→ **Exercise**
Arrange the lines of the material as a numbered list, starting with the line containing "indicate the yellow background, one" and continuing through the final line of the material, both ends included. Leave out any blank lines.

Entries from a pointing dataset
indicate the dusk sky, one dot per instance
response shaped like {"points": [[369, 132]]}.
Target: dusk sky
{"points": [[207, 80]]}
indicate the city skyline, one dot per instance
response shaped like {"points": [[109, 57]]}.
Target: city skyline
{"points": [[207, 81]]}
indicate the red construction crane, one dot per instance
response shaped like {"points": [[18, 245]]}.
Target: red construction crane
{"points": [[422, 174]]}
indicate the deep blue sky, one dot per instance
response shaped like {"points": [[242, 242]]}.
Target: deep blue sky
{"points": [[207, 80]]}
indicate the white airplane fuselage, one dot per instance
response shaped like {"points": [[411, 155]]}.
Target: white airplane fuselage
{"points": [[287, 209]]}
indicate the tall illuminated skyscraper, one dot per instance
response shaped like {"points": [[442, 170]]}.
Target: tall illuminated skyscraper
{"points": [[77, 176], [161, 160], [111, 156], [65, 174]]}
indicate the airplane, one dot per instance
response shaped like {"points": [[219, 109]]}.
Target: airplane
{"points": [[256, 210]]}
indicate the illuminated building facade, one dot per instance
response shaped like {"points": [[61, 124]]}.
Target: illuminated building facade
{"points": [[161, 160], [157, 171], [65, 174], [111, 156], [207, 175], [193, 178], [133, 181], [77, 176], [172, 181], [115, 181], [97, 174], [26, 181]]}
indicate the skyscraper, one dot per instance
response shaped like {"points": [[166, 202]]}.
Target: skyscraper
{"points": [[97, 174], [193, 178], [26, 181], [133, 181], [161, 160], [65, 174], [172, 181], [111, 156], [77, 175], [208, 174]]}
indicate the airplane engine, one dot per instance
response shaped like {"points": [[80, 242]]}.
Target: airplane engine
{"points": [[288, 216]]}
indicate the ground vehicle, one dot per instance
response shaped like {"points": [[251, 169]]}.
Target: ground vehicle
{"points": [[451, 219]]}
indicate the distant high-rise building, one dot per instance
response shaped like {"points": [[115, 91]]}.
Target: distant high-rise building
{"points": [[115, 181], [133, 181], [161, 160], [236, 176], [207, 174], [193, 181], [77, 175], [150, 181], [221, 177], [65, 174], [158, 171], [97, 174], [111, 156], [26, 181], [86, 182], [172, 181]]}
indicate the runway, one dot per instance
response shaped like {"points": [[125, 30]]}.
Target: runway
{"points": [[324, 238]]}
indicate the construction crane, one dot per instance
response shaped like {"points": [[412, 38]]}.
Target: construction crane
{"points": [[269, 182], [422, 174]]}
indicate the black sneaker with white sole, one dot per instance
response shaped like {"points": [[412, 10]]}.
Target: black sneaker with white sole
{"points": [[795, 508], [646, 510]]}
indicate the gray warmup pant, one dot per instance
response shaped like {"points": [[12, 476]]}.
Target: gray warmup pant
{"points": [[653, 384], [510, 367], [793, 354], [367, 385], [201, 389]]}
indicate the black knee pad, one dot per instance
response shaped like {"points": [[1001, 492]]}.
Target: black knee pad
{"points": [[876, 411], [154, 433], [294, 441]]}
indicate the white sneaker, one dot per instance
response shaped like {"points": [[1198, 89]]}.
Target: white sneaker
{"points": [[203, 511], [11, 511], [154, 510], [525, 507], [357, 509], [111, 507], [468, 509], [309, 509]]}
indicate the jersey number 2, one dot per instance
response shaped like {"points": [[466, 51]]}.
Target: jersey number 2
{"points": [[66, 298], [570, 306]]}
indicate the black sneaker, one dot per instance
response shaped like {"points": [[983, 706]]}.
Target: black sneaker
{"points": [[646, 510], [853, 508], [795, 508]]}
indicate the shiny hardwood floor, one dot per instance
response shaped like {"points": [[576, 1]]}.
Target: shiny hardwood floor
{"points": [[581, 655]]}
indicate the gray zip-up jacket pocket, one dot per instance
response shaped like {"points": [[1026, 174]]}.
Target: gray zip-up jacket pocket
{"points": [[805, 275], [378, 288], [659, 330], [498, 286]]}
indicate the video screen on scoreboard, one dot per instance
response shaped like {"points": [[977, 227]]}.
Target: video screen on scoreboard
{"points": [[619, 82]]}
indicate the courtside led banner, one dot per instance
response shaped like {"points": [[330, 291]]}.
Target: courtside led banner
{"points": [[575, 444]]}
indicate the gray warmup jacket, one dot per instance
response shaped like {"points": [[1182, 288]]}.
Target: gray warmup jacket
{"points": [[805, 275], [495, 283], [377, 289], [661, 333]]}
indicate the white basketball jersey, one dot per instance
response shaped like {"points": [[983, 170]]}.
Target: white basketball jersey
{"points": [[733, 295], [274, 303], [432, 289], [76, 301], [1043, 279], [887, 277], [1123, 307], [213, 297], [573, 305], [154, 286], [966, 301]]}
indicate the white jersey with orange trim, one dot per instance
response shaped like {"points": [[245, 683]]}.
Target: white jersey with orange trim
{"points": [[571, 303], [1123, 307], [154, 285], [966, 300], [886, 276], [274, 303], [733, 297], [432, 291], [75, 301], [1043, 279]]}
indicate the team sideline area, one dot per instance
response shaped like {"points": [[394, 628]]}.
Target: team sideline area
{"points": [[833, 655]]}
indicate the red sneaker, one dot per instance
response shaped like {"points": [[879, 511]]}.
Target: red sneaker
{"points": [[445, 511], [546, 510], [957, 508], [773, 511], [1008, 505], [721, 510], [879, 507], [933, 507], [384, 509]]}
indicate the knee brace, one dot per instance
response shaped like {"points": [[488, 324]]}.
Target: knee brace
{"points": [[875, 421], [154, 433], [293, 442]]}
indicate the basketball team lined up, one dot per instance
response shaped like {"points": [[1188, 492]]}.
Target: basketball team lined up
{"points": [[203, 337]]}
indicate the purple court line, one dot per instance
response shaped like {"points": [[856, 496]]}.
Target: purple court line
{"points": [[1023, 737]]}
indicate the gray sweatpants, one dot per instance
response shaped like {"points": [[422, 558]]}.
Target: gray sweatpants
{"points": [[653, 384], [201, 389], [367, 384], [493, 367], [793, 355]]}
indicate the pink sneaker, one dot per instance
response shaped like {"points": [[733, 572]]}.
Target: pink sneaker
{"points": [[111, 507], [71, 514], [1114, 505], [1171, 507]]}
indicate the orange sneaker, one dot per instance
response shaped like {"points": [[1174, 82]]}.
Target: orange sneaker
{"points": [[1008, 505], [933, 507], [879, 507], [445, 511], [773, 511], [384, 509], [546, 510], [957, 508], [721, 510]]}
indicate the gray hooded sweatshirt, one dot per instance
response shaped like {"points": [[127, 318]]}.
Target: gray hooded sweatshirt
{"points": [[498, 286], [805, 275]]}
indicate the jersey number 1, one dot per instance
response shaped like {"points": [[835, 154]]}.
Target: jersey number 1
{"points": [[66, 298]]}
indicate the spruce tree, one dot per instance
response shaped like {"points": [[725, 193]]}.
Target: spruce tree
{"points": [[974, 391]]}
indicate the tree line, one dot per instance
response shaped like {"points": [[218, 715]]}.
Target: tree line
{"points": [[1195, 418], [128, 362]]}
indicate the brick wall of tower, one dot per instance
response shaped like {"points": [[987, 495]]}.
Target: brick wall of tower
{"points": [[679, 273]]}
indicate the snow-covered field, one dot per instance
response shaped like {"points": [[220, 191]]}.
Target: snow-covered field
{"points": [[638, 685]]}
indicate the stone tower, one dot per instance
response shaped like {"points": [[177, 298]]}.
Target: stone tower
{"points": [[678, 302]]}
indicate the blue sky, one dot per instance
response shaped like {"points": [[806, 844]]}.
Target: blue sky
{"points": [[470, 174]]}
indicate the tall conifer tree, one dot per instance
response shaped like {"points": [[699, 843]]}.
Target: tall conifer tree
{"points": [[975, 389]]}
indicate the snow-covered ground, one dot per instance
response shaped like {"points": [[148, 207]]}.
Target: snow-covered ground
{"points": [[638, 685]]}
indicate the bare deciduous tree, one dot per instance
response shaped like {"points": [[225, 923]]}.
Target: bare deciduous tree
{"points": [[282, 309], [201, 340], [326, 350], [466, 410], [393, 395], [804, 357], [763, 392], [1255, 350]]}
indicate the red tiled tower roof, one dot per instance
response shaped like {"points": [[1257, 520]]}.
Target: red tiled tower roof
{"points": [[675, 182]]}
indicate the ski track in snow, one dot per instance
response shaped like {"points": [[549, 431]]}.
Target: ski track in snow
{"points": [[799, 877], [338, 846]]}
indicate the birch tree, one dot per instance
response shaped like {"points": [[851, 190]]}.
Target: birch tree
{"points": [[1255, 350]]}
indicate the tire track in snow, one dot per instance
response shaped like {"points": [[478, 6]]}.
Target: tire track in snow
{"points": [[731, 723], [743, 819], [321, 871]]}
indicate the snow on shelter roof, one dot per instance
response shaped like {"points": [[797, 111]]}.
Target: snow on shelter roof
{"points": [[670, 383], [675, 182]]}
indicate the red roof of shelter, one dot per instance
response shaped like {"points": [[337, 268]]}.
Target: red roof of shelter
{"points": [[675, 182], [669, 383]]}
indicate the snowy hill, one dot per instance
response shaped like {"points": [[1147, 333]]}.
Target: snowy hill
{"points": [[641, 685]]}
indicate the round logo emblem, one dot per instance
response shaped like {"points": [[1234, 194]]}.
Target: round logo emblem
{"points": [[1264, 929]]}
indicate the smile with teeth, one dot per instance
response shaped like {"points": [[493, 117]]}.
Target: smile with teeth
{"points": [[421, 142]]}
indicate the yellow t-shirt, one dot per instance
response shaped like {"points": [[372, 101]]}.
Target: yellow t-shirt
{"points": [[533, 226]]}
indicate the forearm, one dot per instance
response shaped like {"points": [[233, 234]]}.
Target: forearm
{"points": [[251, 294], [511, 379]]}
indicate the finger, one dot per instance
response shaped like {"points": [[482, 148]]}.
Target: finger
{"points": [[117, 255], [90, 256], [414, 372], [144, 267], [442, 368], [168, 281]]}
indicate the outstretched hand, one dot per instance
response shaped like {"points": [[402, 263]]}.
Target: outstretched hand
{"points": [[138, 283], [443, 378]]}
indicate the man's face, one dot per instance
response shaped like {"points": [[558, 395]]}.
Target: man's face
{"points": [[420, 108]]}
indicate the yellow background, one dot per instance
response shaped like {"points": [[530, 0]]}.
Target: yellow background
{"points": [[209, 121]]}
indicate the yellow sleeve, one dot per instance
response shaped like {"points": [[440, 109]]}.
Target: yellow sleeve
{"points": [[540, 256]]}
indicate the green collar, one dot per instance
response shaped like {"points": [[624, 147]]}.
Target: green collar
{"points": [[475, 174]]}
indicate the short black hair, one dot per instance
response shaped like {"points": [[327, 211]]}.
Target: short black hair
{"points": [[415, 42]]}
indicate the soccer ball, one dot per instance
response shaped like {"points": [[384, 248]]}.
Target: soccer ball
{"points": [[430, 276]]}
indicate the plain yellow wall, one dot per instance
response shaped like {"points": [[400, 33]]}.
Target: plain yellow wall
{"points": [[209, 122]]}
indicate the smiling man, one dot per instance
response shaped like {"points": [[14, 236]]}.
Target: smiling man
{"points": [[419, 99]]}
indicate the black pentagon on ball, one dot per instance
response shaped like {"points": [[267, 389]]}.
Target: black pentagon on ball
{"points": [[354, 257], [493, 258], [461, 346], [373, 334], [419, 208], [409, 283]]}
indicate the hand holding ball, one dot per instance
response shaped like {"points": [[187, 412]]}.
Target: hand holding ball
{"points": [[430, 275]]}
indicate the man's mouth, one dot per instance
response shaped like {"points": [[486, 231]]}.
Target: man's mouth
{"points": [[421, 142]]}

→ **Exercise response**
1. indicate the yellow background, one dot per instance
2. response shaped like {"points": [[530, 0]]}.
3. Target: yellow background
4. {"points": [[209, 121]]}
5. indicate the yellow sleeve, one dot per instance
6. response shaped like {"points": [[440, 109]]}.
7. Target: yellow sleeve
8. {"points": [[540, 256]]}
9. indicate the green collar, one dot per instance
10. response shaped like {"points": [[624, 147]]}.
11. Target: green collar
12. {"points": [[475, 174]]}
13. indicate the short black hair, one dot per instance
14. response shaped like {"points": [[327, 211]]}.
15. Target: short black hair
16. {"points": [[415, 42]]}
17. indicate the soccer ball, one dot per instance
18. response shaped like {"points": [[384, 248]]}.
19. Target: soccer ball
20. {"points": [[430, 276]]}
21. indicate the plain yellow wall, one dot per instance
22. response shaped like {"points": [[400, 33]]}.
23. Target: plain yellow wall
24. {"points": [[209, 122]]}
25. indicate the smiling man, one dot per instance
26. response shaped like {"points": [[14, 236]]}.
27. Target: smiling man
28. {"points": [[419, 99]]}
29. indicate the black pentagon on ball, one dot per instance
30. response shaped like {"points": [[267, 389]]}.
31. Target: black pentagon on ball
32. {"points": [[354, 257], [493, 258], [461, 346], [373, 334], [419, 208], [409, 283]]}
33. indicate the hand holding ball, one dot per instance
34. response shaped like {"points": [[187, 412]]}.
35. Target: hand holding ball
36. {"points": [[430, 275]]}
37. indicate the man's mouth, one dot per instance
38. response shaped like {"points": [[486, 231]]}.
39. Target: man's mouth
40. {"points": [[421, 142]]}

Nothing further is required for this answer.